*** DATA PROVIDED ***

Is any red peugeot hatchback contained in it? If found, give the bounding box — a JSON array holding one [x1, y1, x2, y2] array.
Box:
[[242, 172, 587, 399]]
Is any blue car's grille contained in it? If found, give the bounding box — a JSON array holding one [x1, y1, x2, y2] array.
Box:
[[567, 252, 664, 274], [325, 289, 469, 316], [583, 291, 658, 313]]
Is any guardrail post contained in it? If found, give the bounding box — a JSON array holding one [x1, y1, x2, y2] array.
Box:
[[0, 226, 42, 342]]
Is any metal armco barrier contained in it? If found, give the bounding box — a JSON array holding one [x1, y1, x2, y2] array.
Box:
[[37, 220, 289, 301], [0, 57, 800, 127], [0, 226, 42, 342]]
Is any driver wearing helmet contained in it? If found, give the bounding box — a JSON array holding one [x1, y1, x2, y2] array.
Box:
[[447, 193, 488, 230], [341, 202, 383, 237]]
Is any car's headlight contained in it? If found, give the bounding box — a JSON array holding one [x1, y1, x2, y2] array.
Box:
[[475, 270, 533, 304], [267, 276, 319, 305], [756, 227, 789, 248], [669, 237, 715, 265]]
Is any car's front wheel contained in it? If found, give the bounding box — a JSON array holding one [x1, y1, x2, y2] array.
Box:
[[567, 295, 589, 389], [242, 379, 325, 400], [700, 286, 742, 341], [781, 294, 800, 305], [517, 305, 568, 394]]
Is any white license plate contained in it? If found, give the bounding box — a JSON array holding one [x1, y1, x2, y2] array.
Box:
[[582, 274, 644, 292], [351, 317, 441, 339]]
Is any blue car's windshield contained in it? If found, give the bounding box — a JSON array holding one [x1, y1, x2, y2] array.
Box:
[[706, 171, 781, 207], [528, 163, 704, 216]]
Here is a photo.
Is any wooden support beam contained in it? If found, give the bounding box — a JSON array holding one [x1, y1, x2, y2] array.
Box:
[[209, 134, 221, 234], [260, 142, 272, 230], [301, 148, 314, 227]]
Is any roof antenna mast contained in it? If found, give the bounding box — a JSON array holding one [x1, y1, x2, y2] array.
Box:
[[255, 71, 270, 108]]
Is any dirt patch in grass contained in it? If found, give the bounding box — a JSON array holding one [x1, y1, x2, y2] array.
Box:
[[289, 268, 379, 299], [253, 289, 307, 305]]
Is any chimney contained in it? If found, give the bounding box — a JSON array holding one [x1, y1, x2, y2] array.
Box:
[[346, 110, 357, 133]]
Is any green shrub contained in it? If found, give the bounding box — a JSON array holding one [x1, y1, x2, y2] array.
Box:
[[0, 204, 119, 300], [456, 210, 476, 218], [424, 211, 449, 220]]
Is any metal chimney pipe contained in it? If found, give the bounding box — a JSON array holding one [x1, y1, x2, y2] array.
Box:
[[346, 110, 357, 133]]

***

◆ **REQUIRED TASK**
Rewrite all of the rows above, replacing every "JSON array" with "JSON list" and leaving everything else unchanged.

◆ **THE OUTPUT**
Is any red peugeot hatchback contained in it? If found, give the bounding box — a JSON list holding one [x1, y1, x2, y2] array.
Box:
[[242, 172, 587, 399]]
Is any blue car's grille contained in it? If found, give the bounding box — a JSON list holding one [x1, y1, x2, y2] array.
Box:
[[567, 252, 664, 274], [325, 289, 469, 316], [583, 291, 658, 313]]
Is any guardrail post contained in it? If found, give the bounding box — a JSON list holding one [x1, y1, x2, y2] array.
Box:
[[0, 226, 42, 342]]
Is any metal armco barrier contained in it? If found, give the bounding box — a JSON list holding one [x1, y1, x2, y2] array.
Box:
[[37, 220, 289, 301], [0, 57, 800, 127], [0, 226, 42, 342]]
Is any driver wearing helmet contained in it? If found, give the bounding box — a JSON list holding one [x1, y1, x2, y2] array.
Box:
[[447, 193, 488, 230], [341, 202, 383, 237]]
Is any car's headlight contained in it? If found, give the bounding box — a JSON list holding one [x1, y1, x2, y2] array.
Box:
[[475, 270, 533, 304], [267, 276, 319, 305], [756, 227, 789, 248], [669, 237, 715, 265]]
Is any car's front wheel contained in it? If found, give the bounding box — a JSON list holding one [x1, y1, x2, y2] array.
Box:
[[567, 295, 589, 389], [242, 379, 325, 400], [700, 286, 742, 341], [781, 294, 800, 305], [517, 305, 568, 394]]
Is any white license plate contained in it? If found, give the bounding box — a JSON list holding one [x1, y1, x2, y2] array.
Box:
[[582, 274, 644, 292], [351, 317, 441, 339]]
Is any blue car's windshield contained in it? If found, give the bounding box — a JSON list holding one [x1, y1, x2, y2] array.
Box:
[[706, 171, 781, 207], [528, 163, 704, 216]]
Here is a photo.
Is any wooden support beam contained in it? If found, give the bounding box — a JSON list holding one [x1, y1, x2, y2] array.
Box:
[[209, 134, 221, 234], [260, 142, 272, 230], [301, 148, 314, 227]]
Is any roof antenna mast contained in it? If found, give the bounding box — a JSON list holding one [x1, y1, x2, y2] array.
Box:
[[255, 71, 270, 108]]
Is any dirt patch in grass contained in it? If found, give the bounding box — a JSON list holding one [x1, y1, x2, y2] array.
Box:
[[289, 268, 379, 299], [253, 289, 307, 305]]
Is any chimney contained in it? If found, give the bounding box — a JSON list holding one [x1, y1, x2, y2] array.
Box:
[[346, 110, 357, 133]]
Is any green shrub contained in it? If found, give the bounding box — a JSON list holding one [x1, y1, x2, y2] array.
Box:
[[0, 204, 119, 300], [456, 210, 476, 218], [424, 211, 449, 220]]
Is any metal chimney pipe contained in it? If found, give the bounding box — a JSON list holding one [x1, y1, x2, y2] array.
Box:
[[346, 110, 357, 133]]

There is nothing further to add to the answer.